-------- Excerpted records --------

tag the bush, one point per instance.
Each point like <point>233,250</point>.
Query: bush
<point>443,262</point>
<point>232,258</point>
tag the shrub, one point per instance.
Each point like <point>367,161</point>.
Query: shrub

--------

Exercise: Exactly reproduce every record.

Answer:
tag the bush, one point per instance.
Each point like <point>233,250</point>.
Query: bush
<point>443,262</point>
<point>232,258</point>
tag the shrub, one point per instance.
Each point like <point>367,161</point>.
Query: shrub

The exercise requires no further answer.